◆ **Action item**: Your answer must be an exact transcription of every record.

◆ **Provided data**:
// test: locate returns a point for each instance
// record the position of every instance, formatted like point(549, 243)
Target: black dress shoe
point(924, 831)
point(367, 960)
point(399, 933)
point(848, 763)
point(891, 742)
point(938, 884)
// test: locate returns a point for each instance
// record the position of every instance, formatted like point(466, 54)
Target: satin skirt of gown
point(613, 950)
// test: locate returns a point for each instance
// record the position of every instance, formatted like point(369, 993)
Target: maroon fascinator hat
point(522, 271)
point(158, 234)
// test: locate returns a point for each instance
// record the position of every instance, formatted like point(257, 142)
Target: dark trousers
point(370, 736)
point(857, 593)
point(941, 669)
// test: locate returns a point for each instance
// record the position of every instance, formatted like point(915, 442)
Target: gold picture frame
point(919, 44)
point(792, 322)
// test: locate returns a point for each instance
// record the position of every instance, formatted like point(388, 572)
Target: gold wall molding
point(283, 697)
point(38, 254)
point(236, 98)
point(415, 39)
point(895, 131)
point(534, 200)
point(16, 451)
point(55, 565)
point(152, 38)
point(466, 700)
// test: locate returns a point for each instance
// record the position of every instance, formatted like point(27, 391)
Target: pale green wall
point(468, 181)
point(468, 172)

◆ **Expected output**:
// test: locate returns a point for each instance
// record the position of every instance, formatted like point(549, 243)
Target: black dress shoe
point(924, 831)
point(367, 960)
point(399, 933)
point(848, 763)
point(891, 742)
point(938, 884)
// test: locate returns a point for each instance
// record the position of every instance, formatted like point(466, 54)
Target: satin skirt of gown
point(613, 950)
// test: locate returns a point for each instance
// record the position of every instance, formatted like point(369, 993)
Target: maroon fascinator hat
point(522, 271)
point(158, 234)
// test: locate returns a point for each instance
// record the position of every instance, formatted like point(257, 142)
Target: dark trousers
point(370, 736)
point(857, 593)
point(941, 669)
// test: locate returns a point for each instance
// record the position of every instance, formatted like point(915, 442)
Target: gold picture frame
point(919, 44)
point(792, 322)
// test: locate returns a point for each instance
// record the position of every instance, formatted like point(388, 572)
Target: gold wall molding
point(283, 697)
point(38, 254)
point(236, 98)
point(415, 39)
point(895, 131)
point(534, 200)
point(16, 451)
point(55, 565)
point(152, 38)
point(466, 700)
// test: locate returns a point for each instance
// record the position of every instance, formatted like point(27, 391)
Target: pale green wall
point(468, 181)
point(468, 172)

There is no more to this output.